▶ [Task requirements]: Starting at the top of the records below, write out each line exactly as it stands, stopping after the line with "query: the noun phrase to segment: printed"; exclude the pictures.

[Collected data entries]
□ □ □ □ □ □ □

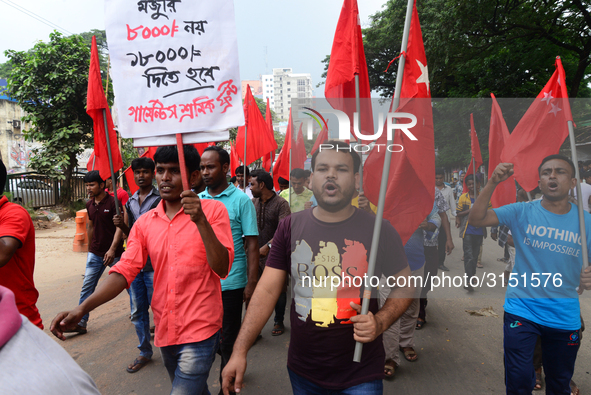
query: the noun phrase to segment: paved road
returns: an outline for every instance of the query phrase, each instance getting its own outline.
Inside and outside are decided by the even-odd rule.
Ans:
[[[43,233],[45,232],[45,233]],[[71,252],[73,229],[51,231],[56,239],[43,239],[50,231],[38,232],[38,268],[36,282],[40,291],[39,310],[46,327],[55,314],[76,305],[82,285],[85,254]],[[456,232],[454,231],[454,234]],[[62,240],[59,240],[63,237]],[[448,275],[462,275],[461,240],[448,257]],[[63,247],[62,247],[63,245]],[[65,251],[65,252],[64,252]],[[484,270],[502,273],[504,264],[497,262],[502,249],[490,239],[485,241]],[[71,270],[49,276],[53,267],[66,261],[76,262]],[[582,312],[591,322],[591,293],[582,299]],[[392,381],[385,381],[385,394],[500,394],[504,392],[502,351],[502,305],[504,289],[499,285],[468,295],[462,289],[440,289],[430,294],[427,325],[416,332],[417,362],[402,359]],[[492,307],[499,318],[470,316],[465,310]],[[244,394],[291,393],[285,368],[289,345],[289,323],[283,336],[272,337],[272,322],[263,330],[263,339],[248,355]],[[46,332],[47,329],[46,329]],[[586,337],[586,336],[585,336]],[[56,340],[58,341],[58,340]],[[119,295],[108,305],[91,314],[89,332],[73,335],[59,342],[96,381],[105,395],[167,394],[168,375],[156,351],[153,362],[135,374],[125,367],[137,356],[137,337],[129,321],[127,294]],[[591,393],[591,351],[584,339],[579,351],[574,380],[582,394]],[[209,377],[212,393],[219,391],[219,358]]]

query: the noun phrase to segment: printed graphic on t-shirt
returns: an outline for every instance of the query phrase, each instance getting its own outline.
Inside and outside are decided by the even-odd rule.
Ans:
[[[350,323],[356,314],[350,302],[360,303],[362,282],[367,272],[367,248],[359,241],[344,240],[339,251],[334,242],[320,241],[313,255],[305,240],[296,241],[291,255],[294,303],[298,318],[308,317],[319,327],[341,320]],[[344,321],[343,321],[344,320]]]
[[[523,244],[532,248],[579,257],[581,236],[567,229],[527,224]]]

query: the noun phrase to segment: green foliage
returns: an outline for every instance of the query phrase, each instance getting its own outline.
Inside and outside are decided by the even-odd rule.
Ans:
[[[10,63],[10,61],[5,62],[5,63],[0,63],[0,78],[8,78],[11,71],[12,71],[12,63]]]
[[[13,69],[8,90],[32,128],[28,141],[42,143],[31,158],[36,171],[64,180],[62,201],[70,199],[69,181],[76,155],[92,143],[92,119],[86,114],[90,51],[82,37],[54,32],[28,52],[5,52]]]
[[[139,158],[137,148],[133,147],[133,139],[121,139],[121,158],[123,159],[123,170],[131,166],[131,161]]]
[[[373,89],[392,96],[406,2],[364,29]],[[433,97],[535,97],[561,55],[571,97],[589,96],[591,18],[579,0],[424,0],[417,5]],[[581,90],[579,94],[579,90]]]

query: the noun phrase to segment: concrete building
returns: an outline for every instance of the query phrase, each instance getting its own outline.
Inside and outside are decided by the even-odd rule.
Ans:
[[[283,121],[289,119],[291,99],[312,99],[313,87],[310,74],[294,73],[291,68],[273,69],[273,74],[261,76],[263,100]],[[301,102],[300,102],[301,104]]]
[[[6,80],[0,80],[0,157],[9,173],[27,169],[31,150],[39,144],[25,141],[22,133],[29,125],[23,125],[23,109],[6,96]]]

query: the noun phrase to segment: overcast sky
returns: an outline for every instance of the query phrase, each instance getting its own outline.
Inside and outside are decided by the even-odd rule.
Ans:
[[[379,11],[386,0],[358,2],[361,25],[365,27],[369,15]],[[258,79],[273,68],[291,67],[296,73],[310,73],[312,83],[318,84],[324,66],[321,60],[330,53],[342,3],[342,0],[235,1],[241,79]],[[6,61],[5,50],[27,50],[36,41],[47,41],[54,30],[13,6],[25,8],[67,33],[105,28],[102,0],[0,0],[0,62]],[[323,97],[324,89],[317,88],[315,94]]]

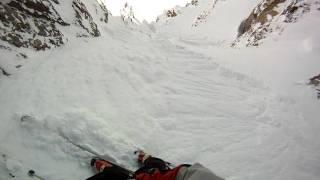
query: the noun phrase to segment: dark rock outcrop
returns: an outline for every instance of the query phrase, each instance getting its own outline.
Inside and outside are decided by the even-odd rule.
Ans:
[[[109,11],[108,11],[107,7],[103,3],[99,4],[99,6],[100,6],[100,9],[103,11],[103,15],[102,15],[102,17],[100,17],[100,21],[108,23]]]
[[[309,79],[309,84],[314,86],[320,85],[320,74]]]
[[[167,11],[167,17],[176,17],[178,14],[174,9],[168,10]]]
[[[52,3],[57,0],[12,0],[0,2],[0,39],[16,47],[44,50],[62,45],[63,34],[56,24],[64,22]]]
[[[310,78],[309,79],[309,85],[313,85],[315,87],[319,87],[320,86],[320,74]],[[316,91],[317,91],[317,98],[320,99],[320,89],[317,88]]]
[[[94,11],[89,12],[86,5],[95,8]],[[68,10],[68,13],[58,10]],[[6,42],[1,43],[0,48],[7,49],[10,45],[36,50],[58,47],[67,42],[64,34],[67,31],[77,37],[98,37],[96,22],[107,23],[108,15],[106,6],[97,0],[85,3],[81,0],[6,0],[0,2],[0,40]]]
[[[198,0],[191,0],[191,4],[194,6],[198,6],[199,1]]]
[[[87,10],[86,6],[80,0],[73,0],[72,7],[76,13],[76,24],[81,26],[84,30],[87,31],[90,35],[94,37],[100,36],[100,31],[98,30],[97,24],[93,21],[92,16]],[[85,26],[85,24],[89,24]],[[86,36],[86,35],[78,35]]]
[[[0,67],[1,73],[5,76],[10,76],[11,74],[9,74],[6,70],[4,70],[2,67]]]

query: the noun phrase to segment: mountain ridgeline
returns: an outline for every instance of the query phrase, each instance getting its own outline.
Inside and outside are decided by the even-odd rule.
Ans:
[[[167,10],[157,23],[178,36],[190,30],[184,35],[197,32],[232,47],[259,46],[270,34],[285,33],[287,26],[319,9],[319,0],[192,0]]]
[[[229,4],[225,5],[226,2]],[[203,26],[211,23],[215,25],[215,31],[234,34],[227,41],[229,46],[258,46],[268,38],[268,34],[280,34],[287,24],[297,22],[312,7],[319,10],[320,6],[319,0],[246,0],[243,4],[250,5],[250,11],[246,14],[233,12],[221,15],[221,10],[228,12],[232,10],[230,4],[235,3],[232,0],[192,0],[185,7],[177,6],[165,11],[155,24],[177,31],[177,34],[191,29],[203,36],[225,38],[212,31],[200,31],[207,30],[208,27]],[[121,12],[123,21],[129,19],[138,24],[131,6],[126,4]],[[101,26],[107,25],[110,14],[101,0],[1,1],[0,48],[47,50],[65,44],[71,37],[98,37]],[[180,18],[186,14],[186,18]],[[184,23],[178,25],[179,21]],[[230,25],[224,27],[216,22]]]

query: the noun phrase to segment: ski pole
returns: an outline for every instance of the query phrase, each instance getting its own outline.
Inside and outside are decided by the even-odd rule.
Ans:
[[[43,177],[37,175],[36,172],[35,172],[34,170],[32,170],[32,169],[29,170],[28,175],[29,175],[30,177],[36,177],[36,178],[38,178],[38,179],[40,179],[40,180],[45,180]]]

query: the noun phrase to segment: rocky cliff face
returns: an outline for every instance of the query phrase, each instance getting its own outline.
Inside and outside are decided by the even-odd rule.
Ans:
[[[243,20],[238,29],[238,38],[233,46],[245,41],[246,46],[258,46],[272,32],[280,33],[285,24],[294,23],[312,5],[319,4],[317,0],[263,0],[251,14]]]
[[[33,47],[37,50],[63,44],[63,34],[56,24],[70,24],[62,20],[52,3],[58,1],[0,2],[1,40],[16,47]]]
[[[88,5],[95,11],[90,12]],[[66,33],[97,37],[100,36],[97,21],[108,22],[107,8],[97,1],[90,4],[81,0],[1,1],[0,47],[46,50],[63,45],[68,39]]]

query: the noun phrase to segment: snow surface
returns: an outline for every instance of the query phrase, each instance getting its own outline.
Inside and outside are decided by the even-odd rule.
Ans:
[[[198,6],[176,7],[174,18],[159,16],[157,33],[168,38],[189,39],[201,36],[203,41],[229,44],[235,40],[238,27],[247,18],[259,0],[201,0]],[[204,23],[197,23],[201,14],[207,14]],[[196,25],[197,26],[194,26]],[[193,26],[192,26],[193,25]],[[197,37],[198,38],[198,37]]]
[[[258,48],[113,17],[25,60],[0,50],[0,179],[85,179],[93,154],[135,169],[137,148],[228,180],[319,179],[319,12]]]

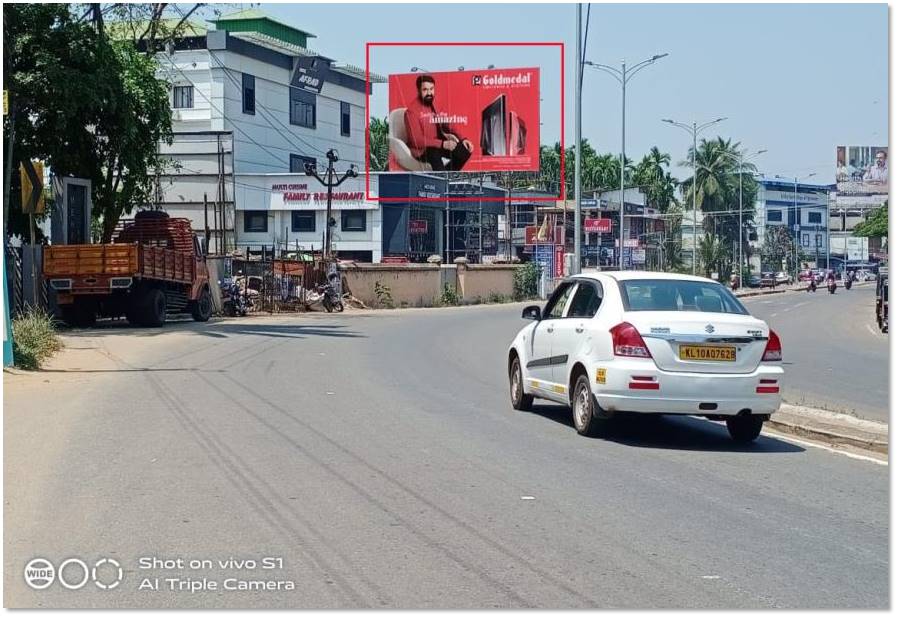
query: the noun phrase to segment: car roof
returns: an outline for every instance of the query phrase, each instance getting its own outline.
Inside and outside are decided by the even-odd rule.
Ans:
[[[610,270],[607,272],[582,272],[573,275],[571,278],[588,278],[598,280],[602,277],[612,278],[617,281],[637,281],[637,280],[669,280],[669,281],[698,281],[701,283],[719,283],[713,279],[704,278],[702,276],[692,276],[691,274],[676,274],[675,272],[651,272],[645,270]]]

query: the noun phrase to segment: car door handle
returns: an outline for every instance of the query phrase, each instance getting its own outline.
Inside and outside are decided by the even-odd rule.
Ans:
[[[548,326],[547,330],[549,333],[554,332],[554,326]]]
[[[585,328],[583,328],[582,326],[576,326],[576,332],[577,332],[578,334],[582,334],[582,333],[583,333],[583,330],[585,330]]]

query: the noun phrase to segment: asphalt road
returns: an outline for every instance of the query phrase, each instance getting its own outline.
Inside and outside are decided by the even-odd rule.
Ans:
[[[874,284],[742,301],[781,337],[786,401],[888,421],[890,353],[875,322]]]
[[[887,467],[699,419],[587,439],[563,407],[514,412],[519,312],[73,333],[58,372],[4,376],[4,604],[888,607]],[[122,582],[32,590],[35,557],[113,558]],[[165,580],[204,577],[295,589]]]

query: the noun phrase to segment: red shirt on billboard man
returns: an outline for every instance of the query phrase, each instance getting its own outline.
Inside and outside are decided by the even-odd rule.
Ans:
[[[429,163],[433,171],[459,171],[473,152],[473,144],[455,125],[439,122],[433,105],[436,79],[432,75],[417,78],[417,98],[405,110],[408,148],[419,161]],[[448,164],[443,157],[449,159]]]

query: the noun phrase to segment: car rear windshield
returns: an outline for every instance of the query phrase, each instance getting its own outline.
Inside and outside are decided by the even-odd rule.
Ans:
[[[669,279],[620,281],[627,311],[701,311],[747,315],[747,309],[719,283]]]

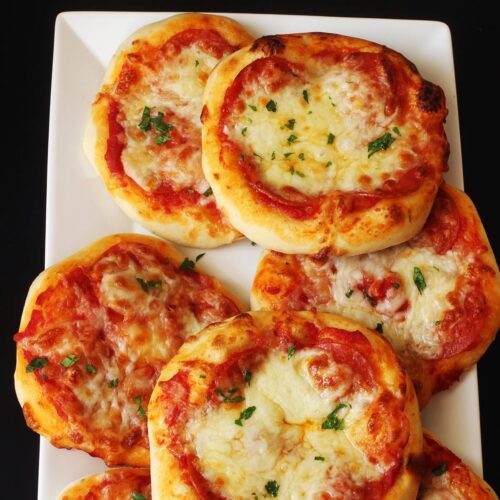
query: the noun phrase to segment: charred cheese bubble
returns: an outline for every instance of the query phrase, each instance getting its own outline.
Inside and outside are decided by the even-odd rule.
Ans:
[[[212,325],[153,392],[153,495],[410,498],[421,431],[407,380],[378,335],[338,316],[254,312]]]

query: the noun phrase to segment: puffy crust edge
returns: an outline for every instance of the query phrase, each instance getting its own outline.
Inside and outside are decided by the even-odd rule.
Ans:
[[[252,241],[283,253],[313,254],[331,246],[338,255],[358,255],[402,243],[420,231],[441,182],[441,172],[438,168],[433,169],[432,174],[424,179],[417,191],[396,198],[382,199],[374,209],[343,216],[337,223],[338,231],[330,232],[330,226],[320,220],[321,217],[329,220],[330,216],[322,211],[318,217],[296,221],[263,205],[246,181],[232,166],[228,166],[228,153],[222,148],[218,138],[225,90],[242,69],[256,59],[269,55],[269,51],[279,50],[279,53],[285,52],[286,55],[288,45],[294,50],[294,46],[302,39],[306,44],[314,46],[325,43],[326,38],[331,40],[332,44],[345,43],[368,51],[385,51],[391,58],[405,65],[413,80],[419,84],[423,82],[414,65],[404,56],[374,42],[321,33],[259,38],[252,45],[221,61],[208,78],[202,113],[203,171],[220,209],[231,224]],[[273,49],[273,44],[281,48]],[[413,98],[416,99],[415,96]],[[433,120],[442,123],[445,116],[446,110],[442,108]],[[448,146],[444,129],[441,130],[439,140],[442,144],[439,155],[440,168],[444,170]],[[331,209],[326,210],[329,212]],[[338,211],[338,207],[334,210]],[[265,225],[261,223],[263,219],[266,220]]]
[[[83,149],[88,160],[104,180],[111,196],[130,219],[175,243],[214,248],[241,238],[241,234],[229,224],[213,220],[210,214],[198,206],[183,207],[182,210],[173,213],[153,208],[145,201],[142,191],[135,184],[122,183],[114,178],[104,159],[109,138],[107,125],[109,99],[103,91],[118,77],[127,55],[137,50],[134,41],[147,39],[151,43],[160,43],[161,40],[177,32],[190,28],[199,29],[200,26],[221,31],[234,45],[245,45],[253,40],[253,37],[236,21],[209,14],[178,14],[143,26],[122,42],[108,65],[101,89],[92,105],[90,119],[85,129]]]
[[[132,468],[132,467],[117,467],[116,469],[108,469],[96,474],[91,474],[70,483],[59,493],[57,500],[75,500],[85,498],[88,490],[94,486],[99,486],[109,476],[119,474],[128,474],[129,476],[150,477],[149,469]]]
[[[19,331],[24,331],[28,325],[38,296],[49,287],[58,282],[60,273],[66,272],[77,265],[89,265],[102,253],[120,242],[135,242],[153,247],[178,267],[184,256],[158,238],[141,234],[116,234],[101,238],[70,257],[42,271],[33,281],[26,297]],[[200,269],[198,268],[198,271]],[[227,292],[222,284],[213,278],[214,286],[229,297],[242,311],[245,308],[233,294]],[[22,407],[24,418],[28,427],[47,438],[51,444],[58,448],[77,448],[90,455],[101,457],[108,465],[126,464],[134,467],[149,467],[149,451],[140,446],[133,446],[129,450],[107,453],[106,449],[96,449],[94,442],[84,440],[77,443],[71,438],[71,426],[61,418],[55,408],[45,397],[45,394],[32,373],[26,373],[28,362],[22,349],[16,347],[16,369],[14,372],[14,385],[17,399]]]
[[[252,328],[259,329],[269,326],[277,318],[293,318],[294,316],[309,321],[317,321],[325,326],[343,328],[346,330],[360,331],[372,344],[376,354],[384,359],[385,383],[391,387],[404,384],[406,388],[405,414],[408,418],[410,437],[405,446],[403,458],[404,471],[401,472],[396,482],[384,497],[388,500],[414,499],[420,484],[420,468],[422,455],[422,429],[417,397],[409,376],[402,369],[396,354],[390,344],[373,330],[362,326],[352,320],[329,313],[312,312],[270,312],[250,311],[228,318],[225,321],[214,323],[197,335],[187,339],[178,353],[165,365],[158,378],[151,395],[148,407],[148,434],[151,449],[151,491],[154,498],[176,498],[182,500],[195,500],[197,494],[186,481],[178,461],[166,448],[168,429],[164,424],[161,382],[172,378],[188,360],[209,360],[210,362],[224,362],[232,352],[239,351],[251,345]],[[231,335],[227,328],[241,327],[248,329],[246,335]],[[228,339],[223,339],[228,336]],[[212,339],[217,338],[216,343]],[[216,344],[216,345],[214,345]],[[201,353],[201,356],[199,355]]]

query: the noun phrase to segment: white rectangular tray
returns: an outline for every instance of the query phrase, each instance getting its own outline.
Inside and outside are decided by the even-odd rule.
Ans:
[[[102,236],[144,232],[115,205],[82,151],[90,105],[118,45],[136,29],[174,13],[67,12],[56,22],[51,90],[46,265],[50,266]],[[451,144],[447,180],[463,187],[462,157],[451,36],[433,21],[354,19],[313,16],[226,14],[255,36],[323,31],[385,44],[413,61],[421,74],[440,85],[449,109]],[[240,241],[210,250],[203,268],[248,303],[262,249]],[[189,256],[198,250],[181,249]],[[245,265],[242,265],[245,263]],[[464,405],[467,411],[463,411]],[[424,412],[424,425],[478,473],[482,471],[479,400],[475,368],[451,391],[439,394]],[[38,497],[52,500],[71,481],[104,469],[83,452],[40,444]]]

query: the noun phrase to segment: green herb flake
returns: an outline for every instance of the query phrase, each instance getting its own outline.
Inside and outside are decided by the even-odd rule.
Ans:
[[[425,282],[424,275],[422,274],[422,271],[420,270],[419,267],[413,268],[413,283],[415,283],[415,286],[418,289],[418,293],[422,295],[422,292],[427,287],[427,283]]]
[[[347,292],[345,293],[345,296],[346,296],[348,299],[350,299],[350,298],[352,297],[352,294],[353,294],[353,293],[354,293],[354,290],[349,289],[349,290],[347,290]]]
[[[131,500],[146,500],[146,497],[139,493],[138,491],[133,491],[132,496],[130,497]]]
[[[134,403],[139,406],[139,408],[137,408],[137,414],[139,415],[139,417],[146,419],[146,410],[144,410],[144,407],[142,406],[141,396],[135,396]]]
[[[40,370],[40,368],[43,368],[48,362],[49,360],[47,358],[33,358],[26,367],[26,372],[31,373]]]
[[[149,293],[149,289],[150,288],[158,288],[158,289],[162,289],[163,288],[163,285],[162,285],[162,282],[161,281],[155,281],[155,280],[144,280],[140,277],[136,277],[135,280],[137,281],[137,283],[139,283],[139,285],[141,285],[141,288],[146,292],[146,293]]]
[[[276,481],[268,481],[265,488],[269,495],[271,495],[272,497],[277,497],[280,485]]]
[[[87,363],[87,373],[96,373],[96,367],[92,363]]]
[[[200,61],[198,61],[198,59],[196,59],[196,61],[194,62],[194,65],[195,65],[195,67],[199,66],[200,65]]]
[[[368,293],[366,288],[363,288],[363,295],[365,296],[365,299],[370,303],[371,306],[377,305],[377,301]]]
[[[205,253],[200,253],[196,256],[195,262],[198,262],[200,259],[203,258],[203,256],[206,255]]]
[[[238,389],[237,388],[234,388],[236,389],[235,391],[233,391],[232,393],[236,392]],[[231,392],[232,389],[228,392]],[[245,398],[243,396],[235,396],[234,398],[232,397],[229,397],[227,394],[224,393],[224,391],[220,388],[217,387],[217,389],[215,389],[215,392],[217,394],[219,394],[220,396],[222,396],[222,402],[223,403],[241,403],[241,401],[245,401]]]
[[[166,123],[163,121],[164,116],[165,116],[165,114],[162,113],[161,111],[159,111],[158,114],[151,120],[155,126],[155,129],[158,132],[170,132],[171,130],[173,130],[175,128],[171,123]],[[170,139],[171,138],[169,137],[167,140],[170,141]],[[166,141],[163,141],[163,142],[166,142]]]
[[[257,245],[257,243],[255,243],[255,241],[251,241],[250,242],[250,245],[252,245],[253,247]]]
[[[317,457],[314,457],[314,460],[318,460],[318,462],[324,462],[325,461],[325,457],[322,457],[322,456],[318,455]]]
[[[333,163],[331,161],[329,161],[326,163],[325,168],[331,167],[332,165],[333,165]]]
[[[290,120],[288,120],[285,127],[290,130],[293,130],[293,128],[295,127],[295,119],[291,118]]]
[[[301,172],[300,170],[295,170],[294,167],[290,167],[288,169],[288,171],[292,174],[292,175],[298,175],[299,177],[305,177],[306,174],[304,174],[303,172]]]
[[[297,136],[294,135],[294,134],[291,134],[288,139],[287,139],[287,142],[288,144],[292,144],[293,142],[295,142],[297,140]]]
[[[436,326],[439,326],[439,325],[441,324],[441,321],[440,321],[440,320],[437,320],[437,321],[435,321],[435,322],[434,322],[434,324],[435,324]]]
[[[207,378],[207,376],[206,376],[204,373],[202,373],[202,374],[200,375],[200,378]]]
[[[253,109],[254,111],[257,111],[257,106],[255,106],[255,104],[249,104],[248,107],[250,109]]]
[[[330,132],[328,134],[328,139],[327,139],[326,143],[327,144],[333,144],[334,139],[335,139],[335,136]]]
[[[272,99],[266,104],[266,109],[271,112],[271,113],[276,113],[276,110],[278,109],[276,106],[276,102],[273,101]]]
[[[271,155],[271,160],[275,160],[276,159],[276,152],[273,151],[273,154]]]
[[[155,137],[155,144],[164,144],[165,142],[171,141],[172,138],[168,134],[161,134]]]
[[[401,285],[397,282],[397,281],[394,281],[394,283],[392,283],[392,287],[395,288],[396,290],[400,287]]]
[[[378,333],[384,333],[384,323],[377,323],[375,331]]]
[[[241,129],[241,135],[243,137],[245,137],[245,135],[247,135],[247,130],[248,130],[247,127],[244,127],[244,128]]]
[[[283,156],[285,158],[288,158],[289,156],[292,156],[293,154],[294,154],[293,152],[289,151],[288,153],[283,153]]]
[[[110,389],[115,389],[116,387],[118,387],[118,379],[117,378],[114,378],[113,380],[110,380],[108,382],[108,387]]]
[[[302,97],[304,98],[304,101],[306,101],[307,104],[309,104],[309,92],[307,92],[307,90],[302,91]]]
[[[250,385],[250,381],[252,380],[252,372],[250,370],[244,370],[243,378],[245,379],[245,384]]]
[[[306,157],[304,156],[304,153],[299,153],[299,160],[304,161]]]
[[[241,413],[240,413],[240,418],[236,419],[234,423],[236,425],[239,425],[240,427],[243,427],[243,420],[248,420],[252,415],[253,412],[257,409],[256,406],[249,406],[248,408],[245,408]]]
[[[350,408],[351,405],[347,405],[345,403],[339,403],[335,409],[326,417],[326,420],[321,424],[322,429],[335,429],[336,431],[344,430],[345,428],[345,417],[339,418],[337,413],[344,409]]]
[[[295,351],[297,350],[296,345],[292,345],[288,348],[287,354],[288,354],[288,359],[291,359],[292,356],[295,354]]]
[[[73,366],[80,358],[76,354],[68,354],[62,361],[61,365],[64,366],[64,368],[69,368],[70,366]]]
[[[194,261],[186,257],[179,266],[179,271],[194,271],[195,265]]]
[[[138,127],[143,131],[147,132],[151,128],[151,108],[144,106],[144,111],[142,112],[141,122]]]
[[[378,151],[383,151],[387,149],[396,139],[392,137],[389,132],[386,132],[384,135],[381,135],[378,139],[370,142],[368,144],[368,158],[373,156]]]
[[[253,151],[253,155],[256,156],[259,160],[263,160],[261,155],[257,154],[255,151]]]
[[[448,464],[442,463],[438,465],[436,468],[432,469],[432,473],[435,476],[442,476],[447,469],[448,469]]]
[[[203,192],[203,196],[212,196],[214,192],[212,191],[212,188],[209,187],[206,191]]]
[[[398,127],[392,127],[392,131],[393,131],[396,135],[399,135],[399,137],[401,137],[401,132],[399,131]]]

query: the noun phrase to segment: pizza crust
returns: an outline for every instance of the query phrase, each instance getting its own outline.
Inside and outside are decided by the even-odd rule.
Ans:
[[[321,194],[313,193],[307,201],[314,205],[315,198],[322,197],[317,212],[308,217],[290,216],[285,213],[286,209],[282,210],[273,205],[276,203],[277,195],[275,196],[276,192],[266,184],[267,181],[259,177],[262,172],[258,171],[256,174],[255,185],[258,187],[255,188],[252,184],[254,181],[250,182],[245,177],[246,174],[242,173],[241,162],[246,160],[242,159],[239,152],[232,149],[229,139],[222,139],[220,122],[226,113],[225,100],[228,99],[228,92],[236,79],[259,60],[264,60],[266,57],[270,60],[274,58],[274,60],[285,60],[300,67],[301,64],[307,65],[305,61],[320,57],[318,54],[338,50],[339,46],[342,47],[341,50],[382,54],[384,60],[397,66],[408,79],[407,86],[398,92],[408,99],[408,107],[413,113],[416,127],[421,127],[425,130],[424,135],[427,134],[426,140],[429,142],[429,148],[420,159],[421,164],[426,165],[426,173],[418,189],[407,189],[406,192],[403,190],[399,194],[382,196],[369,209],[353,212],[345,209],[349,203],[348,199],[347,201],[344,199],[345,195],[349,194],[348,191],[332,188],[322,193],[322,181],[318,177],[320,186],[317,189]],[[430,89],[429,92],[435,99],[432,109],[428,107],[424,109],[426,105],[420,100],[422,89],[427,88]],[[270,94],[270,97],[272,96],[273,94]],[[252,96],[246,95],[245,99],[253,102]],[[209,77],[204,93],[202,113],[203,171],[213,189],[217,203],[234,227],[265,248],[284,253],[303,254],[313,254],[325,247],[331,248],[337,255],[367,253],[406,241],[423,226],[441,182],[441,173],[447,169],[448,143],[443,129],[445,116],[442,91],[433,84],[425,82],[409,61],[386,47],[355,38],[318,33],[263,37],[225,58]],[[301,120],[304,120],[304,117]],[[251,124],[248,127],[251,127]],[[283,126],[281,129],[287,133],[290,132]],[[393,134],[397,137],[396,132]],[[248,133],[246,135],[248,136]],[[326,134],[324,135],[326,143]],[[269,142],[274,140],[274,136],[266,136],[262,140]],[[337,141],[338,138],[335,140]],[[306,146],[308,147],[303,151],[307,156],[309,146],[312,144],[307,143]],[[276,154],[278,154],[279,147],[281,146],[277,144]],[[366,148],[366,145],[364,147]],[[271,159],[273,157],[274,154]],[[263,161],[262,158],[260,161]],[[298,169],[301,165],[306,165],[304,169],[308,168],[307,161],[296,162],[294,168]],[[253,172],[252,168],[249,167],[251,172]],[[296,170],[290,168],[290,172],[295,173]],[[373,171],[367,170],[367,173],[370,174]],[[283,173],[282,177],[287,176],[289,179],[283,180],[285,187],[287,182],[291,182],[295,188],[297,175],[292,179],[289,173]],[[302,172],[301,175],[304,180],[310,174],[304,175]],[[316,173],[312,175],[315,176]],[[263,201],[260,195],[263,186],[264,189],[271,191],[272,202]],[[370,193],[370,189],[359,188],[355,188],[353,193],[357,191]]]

□ □ □ □ □ □ □

▶ [Reply to the exercise]:
query: the noun phrase to segment: paved road
returns: an outline for every instance of the query phrase, each instance getting its own outline.
Inside and outside are decided by the even-odd rule.
Ans:
[[[43,233],[45,232],[45,233]],[[71,252],[73,229],[51,231],[56,239],[43,239],[50,231],[38,232],[38,268],[36,282],[40,291],[39,310],[46,327],[55,314],[76,305],[82,285],[85,254]],[[456,232],[454,231],[454,234]],[[62,240],[59,240],[63,237]],[[448,275],[462,275],[461,240],[448,257]],[[63,247],[62,247],[63,245]],[[65,251],[65,252],[64,252]],[[484,270],[502,273],[504,264],[497,262],[502,249],[490,239],[485,241]],[[71,270],[49,276],[53,267],[66,261],[76,262]],[[582,312],[591,322],[591,293],[582,299]],[[392,381],[385,381],[385,394],[500,394],[504,392],[502,351],[502,305],[504,289],[499,285],[468,295],[462,289],[440,289],[430,294],[427,325],[416,332],[417,362],[402,359]],[[492,307],[499,318],[470,316],[465,310]],[[244,394],[291,393],[285,368],[289,345],[289,323],[283,336],[272,337],[272,322],[263,330],[263,339],[248,355]],[[46,332],[47,329],[46,329]],[[586,337],[586,336],[585,336]],[[56,340],[58,341],[58,340]],[[119,295],[108,305],[91,314],[89,332],[73,335],[59,342],[96,381],[105,395],[167,394],[168,375],[156,351],[153,362],[135,374],[125,367],[137,356],[137,337],[129,321],[127,294]],[[591,393],[591,351],[584,339],[579,351],[574,380],[582,394]],[[209,377],[212,393],[219,391],[219,358]]]

query: the noun phrase to segment: printed graphic on t-shirt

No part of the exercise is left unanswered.